TEXTO PROPORCIONADO ::
Quizás sean pocos quienes recuerden el encabezado de nuestro editorial de hoy. Acuñada en referencia a la insania por el hombre común que hacía colas en el centro de Caracas para abordar un autobús o un «carrito por puesto» —antecesor de las insufribles, sobrecargadas, destartaladas y antihigiénicas camionetas que ahora suplen las deficiencias del transporte público, elevando a la enésima potencia el malestar urbano—. Vino a cuento a propósito de unas declaraciones de Francia Márquez, vicepresidente de Colombia, en las cuales elogió, con ditirambos dignos de mejor causa, el sistema sanitario cubano, y encopetó la exportación de médicos promovida por el régimen castrista para colocar sus peones en los tableros del descontento en aquellos países donde no pudieron sembrar, cultivar y hacer florecer el foquismo guevarista, teóricamente sostenido por Regis Debray.
La señora Francia, igual a los sesentosos turistas «patria, mojito o muerte», se dejó hechizar por los serpentinos encantos de un discurso falaz, basado en milagrosas curas por parte de unos presuntos médicos, mitad curanderos, mitad paramédicos, formados en tiempo récord a fin de llenar el vacío generado por el éxodo de médicos bien formados en las universidades precastristas. La joya de esa corona narrativa fue el tratamiento de los trastornos mentales.
Era mandatorio, para quien viajaba a la isla con ánimo de conocer al hombre nuevo, dispensar una visita (guiada, naturalmente) al Hospital Psiquiátrico de La Habana, bautizado en 2006 con el nombre de quien fuese su director durante la friolera de 45 años, Comandante Doctor Eduardo Bernabé Ordaz Ducungé. Mejor conocido como Mazorra (nombre de la finca donde se construyeron sus instalaciones), el establecimiento gozó de general admiración y prestigio hasta que la BBC reveló el deceso por hipotermia de 30 pacientes, entre el 11 y el 12 de enero de 2010.

Descripciones de objetos en texto libre ::
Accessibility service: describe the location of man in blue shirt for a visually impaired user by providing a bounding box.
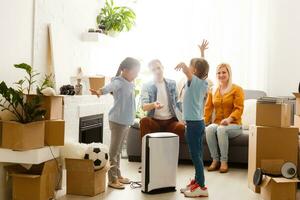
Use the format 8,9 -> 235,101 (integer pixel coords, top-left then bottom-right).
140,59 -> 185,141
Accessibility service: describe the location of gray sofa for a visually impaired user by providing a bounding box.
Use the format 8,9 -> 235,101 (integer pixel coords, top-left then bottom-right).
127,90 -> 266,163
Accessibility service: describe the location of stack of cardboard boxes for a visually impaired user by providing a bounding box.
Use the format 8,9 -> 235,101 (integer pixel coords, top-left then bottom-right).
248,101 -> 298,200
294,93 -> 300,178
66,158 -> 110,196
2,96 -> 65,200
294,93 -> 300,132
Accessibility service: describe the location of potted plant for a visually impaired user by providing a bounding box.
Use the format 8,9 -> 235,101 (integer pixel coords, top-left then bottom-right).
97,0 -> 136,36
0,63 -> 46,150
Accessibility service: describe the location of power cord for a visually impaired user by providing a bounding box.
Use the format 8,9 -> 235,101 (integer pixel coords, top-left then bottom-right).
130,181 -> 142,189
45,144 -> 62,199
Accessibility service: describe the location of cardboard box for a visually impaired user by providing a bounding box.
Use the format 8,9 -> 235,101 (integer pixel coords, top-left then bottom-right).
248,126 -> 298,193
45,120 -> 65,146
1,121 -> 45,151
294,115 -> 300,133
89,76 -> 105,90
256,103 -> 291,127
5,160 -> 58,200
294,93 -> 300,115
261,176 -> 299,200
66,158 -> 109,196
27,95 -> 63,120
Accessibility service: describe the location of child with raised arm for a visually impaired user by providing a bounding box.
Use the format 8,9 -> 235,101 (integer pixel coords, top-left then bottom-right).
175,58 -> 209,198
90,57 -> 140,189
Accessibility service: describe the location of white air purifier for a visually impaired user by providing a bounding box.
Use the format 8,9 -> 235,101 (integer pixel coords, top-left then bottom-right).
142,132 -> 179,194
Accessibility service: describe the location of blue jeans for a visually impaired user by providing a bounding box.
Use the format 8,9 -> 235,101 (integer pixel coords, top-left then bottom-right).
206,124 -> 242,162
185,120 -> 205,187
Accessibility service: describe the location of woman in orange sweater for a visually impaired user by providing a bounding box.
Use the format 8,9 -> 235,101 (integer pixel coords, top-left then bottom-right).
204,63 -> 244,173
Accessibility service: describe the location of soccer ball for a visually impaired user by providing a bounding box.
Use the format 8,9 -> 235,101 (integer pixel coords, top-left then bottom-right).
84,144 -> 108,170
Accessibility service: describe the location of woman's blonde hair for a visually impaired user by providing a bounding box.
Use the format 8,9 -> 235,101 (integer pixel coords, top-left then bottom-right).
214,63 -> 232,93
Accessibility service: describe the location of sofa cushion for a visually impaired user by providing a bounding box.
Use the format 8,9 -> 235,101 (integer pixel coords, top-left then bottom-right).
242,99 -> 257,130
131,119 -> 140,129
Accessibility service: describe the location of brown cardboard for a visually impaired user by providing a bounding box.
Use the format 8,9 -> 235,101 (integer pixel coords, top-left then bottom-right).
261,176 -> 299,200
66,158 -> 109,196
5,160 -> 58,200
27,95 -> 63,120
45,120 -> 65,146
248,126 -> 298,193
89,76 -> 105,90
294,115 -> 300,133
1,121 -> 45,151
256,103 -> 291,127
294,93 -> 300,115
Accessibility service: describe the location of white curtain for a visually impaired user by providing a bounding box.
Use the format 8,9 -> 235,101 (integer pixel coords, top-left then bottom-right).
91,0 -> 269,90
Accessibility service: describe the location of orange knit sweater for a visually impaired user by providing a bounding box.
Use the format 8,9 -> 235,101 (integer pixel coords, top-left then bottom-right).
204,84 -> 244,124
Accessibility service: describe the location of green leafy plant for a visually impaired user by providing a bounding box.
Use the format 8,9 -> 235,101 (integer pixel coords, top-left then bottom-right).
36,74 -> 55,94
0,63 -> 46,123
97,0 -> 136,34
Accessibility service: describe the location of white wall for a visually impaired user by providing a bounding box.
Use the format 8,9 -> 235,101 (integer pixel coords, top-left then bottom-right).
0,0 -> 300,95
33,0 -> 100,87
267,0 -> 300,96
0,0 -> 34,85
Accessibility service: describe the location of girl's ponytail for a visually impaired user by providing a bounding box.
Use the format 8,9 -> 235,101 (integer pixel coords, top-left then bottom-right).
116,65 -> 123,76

--

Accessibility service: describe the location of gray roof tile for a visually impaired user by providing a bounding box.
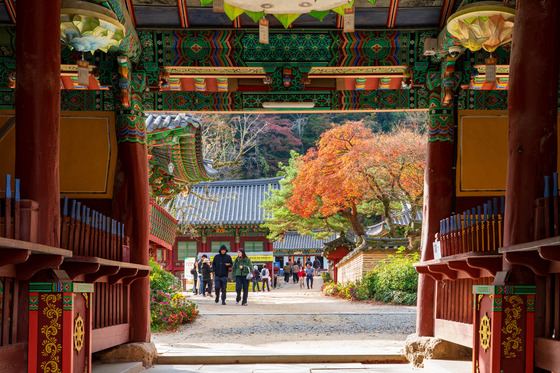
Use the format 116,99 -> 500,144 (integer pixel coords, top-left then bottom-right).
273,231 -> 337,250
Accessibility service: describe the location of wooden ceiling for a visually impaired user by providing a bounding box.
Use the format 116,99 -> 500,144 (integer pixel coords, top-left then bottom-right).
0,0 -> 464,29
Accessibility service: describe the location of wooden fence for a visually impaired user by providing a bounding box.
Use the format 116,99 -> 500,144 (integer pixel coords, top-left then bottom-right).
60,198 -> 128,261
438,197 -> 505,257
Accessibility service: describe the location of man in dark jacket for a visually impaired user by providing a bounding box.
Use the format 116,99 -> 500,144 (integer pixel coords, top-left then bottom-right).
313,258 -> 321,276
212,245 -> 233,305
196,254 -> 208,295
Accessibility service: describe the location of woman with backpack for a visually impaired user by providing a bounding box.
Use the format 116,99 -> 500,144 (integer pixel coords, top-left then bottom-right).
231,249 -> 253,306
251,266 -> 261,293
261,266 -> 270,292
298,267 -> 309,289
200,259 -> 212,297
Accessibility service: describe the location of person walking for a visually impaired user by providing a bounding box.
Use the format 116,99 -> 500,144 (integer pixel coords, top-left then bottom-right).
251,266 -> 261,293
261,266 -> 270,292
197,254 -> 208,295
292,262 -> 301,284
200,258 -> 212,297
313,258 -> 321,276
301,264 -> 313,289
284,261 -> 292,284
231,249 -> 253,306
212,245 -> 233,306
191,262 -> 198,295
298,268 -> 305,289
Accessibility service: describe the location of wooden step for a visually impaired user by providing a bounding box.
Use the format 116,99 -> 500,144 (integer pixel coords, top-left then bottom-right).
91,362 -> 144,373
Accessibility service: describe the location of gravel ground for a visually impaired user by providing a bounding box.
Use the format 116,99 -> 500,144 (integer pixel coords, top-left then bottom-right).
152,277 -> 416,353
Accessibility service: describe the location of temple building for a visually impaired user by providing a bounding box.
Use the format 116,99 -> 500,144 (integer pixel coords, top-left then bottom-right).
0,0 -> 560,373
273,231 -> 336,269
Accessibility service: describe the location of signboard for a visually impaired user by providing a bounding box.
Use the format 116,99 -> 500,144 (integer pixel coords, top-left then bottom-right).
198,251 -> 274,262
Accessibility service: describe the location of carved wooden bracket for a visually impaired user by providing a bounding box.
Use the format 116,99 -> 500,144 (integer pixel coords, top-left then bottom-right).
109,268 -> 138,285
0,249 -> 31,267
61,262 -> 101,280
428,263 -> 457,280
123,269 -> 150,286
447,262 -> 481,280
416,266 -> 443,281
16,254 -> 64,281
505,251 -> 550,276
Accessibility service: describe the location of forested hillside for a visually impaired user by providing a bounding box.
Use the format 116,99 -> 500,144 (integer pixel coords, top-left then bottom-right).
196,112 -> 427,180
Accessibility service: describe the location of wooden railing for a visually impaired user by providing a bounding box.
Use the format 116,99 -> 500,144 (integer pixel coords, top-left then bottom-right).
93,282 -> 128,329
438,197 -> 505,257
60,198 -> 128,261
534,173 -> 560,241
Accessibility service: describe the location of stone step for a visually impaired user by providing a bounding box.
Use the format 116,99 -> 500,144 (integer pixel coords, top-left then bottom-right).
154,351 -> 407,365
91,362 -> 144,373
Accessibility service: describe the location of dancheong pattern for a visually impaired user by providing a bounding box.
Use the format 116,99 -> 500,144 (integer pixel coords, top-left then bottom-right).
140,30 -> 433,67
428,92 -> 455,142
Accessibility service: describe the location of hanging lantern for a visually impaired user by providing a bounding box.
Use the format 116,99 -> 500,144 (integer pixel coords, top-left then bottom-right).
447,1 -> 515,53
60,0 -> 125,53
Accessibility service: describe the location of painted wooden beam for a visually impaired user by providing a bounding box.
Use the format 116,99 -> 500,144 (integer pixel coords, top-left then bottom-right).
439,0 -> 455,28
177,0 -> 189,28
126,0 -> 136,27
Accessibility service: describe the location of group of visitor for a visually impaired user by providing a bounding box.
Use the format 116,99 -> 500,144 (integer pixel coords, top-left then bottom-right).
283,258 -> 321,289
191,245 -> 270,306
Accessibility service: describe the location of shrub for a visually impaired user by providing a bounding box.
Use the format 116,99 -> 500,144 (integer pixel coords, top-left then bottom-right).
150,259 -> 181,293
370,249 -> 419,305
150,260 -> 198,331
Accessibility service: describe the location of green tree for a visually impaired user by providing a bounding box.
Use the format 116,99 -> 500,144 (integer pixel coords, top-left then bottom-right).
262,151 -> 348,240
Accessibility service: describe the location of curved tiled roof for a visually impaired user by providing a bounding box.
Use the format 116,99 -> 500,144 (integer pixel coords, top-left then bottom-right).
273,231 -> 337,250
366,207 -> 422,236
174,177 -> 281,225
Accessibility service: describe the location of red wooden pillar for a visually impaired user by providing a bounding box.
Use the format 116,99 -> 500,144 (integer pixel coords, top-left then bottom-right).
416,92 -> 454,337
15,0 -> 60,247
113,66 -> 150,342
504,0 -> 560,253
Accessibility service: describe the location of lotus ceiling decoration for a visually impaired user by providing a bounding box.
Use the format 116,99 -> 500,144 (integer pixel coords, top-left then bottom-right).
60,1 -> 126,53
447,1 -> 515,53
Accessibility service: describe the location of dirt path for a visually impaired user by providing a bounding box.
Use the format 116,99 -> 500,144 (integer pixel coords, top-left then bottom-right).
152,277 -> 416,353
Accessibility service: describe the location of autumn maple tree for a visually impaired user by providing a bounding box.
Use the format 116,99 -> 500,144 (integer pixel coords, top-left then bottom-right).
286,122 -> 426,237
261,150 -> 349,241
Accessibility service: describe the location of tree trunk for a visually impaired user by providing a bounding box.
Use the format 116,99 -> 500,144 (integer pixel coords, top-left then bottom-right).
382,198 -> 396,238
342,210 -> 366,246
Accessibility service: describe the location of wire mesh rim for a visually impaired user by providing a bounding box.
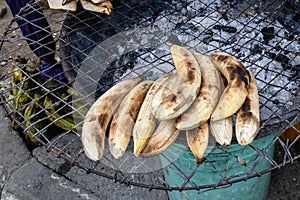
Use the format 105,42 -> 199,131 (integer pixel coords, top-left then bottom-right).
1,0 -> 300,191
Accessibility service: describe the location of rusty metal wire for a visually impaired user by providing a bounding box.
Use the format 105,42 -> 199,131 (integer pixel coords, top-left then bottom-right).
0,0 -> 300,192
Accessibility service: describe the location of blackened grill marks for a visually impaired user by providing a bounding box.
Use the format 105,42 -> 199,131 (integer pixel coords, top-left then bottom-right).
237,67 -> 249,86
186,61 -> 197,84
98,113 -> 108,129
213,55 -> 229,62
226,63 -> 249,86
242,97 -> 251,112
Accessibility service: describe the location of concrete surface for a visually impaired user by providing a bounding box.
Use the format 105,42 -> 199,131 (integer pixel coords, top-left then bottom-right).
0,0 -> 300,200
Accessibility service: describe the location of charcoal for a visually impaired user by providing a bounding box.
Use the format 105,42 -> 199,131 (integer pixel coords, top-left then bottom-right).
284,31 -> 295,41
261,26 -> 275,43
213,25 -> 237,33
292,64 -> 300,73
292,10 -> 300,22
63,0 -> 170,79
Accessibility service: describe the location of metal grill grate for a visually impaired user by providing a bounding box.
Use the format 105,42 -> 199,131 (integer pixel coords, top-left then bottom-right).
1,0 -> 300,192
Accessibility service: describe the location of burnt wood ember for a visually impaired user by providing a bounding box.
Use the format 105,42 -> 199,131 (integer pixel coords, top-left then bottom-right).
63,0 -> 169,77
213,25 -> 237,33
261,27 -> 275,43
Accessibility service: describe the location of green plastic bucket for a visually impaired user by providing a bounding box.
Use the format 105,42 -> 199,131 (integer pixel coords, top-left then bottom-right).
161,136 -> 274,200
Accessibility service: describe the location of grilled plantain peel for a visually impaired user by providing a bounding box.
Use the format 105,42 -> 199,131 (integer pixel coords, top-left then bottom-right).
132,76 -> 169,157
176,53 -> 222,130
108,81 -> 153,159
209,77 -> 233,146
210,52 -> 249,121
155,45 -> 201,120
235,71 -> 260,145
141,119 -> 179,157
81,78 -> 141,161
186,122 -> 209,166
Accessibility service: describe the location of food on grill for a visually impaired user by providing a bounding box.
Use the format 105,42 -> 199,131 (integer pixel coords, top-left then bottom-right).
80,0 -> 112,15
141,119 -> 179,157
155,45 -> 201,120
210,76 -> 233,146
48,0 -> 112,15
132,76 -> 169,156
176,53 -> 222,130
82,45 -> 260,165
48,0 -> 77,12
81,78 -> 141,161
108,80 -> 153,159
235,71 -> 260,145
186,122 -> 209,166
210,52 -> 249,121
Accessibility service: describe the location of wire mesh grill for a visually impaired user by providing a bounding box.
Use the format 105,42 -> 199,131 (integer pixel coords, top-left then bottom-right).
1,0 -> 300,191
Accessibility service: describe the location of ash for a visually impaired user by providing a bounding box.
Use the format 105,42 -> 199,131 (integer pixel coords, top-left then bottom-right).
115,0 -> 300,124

TAREA A REALIZAR :: Transcriba el editorial completo sin alterar una sola palabra ni signo. Los datos no guardan relación alguna con el editorial.

RESPUESTA AL EJERCICIO ::
Quizás sean pocos quienes recuerden el encabezado de nuestro editorial de hoy. Acuñada en referencia a la insania por el hombre común que hacía colas en el centro de Caracas para abordar un autobús o un «carrito por puesto» —antecesor de las insufribles, sobrecargadas, destartaladas y antihigiénicas camionetas que ahora suplen las deficiencias del transporte público, elevando a la enésima potencia el malestar urbano—. Vino a cuento a propósito de unas declaraciones de Francia Márquez, vicepresidente de Colombia, en las cuales elogió, con ditirambos dignos de mejor causa, el sistema sanitario cubano, y encopetó la exportación de médicos promovida por el régimen castrista para colocar sus peones en los tableros del descontento en aquellos países donde no pudieron sembrar, cultivar y hacer florecer el foquismo guevarista, teóricamente sostenido por Regis Debray.
La señora Francia, igual a los sesentosos turistas «patria, mojito o muerte», se dejó hechizar por los serpentinos encantos de un discurso falaz, basado en milagrosas curas por parte de unos presuntos médicos, mitad curanderos, mitad paramédicos, formados en tiempo récord a fin de llenar el vacío generado por el éxodo de médicos bien formados en las universidades precastristas. La joya de esa corona narrativa fue el tratamiento de los trastornos mentales.
Era mandatorio, para quien viajaba a la isla con ánimo de conocer al hombre nuevo, dispensar una visita (guiada, naturalmente) al Hospital Psiquiátrico de La Habana, bautizado en 2006 con el nombre de quien fuese su director durante la friolera de 45 años, Comandante Doctor Eduardo Bernabé Ordaz Ducungé. Mejor conocido como Mazorra (nombre de la finca donde se construyeron sus instalaciones), el establecimiento gozó de general admiración y prestigio hasta que la BBC reveló el deceso por hipotermia de 30 pacientes, entre el 11 y el 12 de enero de 2010.